** Task description **
Please pick up the article below on Fairfield University's cross country teams and continue it from its last sentence.

** Supplied passage **
Both the men’s and women’s cross country teams at Fairfield University have been gearing up for what will be an extremely interesting season.
Runners and coaching staff alike understand that this season will be incredibly different, but the Stags never back down from a challenge.
With the rising number of COVID-19 cases around the nation, collegiate sports have been pushed back, canceled or heavily modified; since the Metro Atlantic Athletic Conference canceled the fall cross country season, Fairfield’s runners have not had the chance to attend meets.
Luckily, the runners, unlike many other Fairfield athletes, were able to participate for most of the 2019 season. This is because they primarily took part in meets during the fall.
The men’s team landed in 34th place for the National Collegiate Athletic Association Northeast Regional Championship, held on Nov. 15, 2019. The women’s team placed 33rd to round out their season.
Unfortunately, neither team was able to return in the spring to run in the Monmouth Season Opener or at the Rider Invite, as both were canceled after being slated to happen in late March and mid-April, respectively.

** Data for review **

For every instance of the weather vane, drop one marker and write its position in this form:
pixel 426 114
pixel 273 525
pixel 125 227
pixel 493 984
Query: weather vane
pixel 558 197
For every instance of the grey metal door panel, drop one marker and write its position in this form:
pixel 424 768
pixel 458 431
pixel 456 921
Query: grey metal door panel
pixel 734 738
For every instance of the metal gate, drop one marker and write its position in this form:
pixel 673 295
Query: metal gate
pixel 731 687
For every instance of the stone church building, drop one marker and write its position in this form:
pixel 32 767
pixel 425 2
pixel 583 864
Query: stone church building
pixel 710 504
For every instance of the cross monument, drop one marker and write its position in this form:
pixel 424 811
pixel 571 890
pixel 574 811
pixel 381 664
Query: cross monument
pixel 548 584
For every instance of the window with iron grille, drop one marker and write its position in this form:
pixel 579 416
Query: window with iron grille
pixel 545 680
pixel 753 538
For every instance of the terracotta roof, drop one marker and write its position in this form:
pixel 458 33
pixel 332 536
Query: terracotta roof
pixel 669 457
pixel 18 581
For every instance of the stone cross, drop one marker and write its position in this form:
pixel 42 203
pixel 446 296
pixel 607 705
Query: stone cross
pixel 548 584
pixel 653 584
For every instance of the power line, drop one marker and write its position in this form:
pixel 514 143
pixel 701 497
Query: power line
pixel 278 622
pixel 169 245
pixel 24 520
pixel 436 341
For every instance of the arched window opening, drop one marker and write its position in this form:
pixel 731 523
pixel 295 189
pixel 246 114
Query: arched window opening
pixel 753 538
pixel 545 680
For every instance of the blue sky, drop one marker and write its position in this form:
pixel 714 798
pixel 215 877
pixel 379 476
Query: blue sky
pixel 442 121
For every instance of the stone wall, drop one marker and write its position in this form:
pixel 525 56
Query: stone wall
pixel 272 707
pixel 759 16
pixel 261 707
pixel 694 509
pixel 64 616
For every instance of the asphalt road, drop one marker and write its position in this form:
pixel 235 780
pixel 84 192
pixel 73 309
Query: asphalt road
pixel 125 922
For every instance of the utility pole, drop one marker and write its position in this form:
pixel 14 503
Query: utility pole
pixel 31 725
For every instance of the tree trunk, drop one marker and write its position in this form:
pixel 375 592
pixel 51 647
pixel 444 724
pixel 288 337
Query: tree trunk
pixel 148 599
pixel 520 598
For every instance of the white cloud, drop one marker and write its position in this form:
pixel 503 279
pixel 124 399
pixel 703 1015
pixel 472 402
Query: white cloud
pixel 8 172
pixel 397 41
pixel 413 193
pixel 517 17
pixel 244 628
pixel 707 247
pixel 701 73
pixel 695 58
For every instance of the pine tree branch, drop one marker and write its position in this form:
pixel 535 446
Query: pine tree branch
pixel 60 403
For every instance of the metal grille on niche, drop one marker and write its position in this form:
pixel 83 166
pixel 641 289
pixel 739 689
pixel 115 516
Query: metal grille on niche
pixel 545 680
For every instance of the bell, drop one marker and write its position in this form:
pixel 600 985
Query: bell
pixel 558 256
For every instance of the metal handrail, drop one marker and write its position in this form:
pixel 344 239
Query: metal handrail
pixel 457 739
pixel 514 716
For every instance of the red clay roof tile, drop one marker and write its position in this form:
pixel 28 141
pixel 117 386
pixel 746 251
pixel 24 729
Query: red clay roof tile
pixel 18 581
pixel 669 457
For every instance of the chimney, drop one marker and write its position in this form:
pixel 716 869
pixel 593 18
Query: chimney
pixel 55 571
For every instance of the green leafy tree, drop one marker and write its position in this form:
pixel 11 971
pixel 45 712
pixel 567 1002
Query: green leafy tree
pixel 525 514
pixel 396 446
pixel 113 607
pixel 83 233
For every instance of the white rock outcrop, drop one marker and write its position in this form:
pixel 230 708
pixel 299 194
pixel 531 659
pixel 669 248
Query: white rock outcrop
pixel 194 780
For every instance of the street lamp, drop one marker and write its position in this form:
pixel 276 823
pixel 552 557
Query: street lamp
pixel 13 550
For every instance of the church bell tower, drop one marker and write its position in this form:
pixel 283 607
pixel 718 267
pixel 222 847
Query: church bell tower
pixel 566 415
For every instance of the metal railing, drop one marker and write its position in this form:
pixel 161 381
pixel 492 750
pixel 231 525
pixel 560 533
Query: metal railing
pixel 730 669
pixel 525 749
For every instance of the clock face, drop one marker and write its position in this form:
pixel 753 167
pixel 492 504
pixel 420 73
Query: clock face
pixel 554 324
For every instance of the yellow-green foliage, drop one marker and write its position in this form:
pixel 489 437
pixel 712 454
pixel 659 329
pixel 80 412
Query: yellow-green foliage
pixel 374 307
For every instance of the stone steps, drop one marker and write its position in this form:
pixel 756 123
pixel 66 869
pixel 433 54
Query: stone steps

** Output for this exercise **
“This season was mainly just for training and getting ready for a possible spring track season,” runner Robert Dillon ‘23 said.
Additionally, some women’s cross country runners had some opinions about the current state of athletics.
“This season was super different from other seasons because we weren’t able to train as a team,” Mia Melao ‘22 said. “The rules with the athletic center were constantly changing.”
Obviously, to limit widespread exposure of the virus, it was the right call by the MAAC to cancel or, at the very least, postpone the season.
Nonetheless it is tough to predict what will happen next due to the sheer uncertainty and unpredictability of COVID-19.
In another attempt to combat the spread of COVID-19, the team has taken a different approach to practicing as compared to past years.
The team now splits up, and must wear masks while running, which may hinder some runners’ endurance.
The teams split up into two groups, and run as smaller units, as opposed to large groups. Aside from this disadvantage in practicing, though, the competitive spirit was still somewhat alive, at least for some athletes.
The competitive spirit, though, may look a little more individualized than previous seasons. This happens to be the nature of the virus, and until further notice team activities must be conducted in a safe and responsible environment.
“The only real competition was to better yourself as a runner,” Los Angeles native Timothy Burschinger ‘23 said.
Among both the women’s and the men’s team, one common denominator shines through: a positive attitude.
It is incredibly important for Fairfield’s athletes to remain positive and in good spirits, even if competition may not resume, because if and when it does, there is no time to waste.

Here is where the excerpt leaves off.